__Document text__.
Luciano Giovannetti (born 26 July 1934) is an Italian ordinary of the Catholic Church and the Bishop Emeritus of Fiesole. He is the current president of the John Paul II Foundation for Dialogue, Cooperation and Development.

Biography 
Luciano Giovannetti was born on 26 July 1934 in Civitella in Val di Chiana, a comune in the Tuscan province of Arezzo.

He was ordained a priest on 15 June 1957 in Arezzo and on 15 February 1978 was simultaneously the Auxiliary Bishop of Arezzo and the Titular Bishop of the Diocese of Zaba. He was consecrated a bishop on 8 April of that year. The principal consecrator was Telesforo Giovanni Cioli, the Bishop of Cortona, and the principal co-consecrators were Giuseppe Franciolini, Coadjutor Bishop of Arezzo, and Angelo Scapecchi, Titular Bishop of Vicohabentia.

__Problem set__.
a) Please reproduce the stretch of the Giovannetti biography from "Luciano Giovannetti (born" through "Bishop of Vicohabentia." word for word.
b) Write out the entry below word for word, omitting its picture.

__Data lines__.
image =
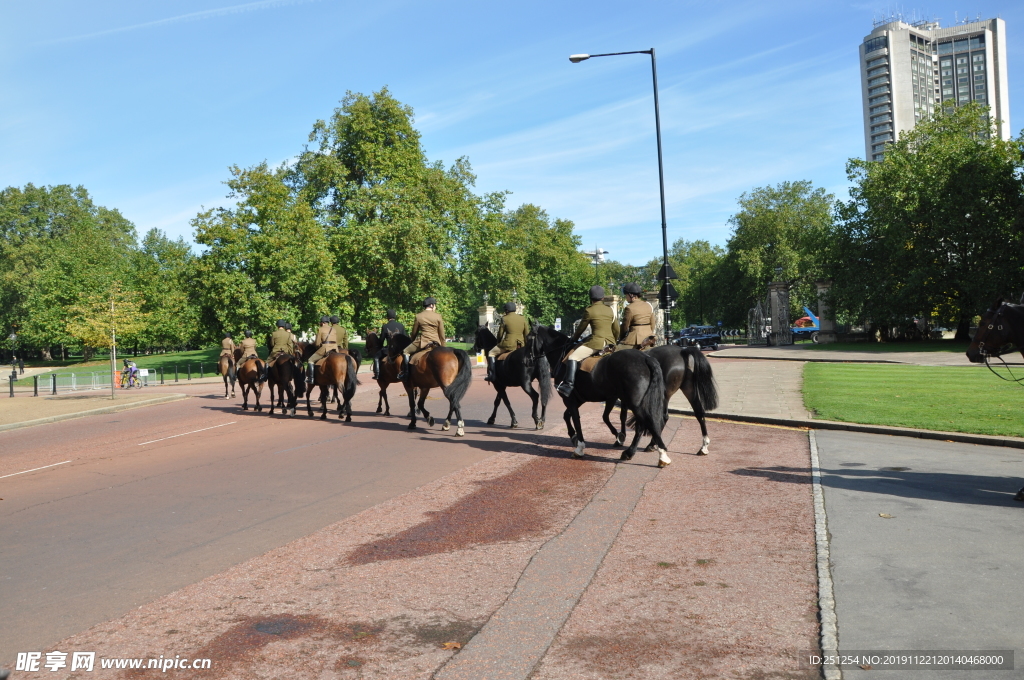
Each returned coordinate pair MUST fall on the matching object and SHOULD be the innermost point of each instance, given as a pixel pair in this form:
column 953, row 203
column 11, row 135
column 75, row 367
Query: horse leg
column 505, row 397
column 411, row 392
column 423, row 410
column 690, row 393
column 494, row 414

__Responses for each task__.
a)
Luciano Giovannetti (born 26 July 1934) is an Italian ordinary of the Catholic Church and the Bishop Emeritus of Fiesole. He is the current president of the John Paul II Foundation for Dialogue, Cooperation and Development.

Biography 
Luciano Giovannetti was born on 26 July 1934 in Civitella in Val di Chiana, a comune in the Tuscan province of Arezzo.

He was ordained a priest on 15 June 1957 in Arezzo and on 15 February 1978 was simultaneously the Auxiliary Bishop of Arezzo and the Titular Bishop of the Diocese of Zaba. He was consecrated a bishop on 8 April of that year. The principal consecrator was Telesforo Giovanni Cioli, the Bishop of Cortona, and the principal co-consecrators were Giuseppe Franciolini, Coadjutor Bishop of Arezzo, and Angelo Scapecchi, Titular Bishop of Vicohabentia.

b)
image =
Each returned coordinate pair MUST fall on the matching object and SHOULD be the innermost point of each instance, given as a pixel pair in this form:
column 953, row 203
column 11, row 135
column 75, row 367
Query: horse leg
column 505, row 397
column 411, row 392
column 423, row 410
column 690, row 393
column 494, row 414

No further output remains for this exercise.